Stored records:
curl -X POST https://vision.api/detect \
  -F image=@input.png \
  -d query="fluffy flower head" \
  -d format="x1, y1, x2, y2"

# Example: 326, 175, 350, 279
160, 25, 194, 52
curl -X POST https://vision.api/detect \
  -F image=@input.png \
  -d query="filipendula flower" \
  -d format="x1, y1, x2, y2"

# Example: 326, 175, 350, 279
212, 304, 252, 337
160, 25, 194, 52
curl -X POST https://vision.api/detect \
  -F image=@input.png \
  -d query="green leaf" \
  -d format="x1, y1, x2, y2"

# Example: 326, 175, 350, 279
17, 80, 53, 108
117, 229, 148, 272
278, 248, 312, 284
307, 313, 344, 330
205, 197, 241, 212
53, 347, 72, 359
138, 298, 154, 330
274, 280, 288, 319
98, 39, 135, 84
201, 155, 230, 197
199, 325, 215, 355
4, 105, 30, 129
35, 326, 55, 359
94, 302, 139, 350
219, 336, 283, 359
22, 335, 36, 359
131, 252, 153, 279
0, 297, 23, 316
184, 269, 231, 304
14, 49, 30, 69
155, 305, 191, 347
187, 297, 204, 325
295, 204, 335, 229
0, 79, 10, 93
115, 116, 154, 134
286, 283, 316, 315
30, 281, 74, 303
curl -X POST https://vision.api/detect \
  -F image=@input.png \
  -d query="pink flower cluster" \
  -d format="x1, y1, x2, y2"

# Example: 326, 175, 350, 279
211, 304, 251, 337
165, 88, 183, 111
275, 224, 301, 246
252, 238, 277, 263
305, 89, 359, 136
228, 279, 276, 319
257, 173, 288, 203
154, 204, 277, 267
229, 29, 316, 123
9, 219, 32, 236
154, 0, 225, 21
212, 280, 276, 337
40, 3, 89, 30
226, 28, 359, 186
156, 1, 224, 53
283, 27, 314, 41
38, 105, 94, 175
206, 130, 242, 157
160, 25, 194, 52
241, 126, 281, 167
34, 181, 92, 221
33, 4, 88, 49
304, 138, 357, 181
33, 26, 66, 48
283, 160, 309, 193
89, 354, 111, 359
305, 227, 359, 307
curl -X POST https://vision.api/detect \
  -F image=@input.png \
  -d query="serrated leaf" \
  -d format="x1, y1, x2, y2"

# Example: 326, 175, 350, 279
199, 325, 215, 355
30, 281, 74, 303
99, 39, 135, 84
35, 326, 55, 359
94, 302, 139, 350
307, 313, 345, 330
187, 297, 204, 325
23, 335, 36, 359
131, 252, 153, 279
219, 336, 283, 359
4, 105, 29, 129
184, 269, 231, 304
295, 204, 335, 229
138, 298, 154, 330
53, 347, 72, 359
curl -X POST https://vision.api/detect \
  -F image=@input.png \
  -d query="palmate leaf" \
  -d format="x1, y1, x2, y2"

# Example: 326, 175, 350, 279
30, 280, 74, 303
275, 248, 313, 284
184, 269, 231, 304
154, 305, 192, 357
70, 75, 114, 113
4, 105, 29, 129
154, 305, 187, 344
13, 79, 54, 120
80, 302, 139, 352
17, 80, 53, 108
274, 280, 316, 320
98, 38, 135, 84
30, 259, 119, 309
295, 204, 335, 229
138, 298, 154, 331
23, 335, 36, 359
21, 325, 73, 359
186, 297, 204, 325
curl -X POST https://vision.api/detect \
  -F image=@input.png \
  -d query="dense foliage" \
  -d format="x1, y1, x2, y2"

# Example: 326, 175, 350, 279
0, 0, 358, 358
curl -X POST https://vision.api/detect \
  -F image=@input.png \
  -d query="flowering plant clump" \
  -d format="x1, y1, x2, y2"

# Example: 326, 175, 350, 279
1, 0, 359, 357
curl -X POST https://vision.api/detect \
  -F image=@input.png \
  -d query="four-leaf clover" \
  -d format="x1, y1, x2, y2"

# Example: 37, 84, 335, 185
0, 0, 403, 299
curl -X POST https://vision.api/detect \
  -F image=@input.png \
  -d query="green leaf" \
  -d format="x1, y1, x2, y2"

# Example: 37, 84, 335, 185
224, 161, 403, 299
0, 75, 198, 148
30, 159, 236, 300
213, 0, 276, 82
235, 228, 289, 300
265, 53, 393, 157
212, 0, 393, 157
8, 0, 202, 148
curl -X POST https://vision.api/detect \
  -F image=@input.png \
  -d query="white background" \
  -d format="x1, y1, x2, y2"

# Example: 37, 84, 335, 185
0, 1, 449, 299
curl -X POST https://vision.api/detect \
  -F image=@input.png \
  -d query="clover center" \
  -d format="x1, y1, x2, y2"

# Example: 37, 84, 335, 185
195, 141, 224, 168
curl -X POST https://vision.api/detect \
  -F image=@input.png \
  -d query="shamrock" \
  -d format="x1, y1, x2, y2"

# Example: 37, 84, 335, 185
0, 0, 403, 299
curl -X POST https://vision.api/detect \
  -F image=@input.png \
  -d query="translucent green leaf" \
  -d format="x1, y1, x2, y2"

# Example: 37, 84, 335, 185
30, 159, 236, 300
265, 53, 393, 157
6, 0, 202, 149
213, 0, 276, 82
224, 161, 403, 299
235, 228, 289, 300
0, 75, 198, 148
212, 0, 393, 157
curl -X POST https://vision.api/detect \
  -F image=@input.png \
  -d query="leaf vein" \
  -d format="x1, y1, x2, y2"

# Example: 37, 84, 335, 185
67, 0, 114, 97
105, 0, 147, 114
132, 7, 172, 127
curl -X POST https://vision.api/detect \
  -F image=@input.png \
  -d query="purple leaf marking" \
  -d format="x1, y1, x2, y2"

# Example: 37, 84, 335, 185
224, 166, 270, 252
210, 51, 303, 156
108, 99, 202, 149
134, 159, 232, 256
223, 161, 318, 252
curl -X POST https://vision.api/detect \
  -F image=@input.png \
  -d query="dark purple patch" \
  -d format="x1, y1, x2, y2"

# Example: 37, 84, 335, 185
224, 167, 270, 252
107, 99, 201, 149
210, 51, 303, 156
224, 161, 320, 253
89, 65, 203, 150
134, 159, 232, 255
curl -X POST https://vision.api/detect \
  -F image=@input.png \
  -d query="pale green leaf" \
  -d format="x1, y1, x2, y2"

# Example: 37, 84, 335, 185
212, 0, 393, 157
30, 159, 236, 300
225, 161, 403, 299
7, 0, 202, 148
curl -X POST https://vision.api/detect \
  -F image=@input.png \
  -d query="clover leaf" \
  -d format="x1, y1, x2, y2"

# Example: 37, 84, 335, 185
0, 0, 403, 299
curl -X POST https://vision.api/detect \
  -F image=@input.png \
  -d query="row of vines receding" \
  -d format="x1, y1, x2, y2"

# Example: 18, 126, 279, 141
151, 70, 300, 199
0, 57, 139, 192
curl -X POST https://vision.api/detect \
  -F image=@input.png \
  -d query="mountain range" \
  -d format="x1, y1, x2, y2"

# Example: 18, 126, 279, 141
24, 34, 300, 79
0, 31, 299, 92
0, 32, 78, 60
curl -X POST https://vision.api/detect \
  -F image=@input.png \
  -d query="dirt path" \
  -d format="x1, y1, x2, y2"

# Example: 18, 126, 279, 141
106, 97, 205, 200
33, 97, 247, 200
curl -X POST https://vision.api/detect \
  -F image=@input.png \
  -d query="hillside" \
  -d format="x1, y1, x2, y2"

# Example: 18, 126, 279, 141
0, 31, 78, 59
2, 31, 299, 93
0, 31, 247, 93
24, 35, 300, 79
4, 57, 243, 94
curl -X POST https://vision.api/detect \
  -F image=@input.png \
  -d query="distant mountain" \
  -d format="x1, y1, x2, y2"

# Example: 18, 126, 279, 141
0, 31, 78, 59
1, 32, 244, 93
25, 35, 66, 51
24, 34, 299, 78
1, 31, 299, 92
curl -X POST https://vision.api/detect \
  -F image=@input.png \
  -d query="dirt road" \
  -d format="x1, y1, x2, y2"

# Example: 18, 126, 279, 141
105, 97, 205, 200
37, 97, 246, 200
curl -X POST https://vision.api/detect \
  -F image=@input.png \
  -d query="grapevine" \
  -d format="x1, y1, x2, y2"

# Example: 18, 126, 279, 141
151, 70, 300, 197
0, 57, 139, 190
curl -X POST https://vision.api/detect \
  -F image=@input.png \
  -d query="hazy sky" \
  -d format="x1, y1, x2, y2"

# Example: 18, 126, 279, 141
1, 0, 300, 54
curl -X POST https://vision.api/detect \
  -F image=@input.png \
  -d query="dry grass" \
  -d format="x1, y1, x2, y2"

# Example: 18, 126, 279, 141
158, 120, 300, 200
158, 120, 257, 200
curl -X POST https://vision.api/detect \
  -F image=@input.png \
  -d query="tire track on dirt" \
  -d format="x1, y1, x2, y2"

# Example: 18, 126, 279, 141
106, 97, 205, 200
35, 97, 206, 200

Work instruction → Look through the data above. Find each line with the string "green" and copy it.

Result below →
  -d query="green leaf" \
  -d query="green leaf" \
  -d query="translucent green leaf" \
  -d query="pale green leaf" \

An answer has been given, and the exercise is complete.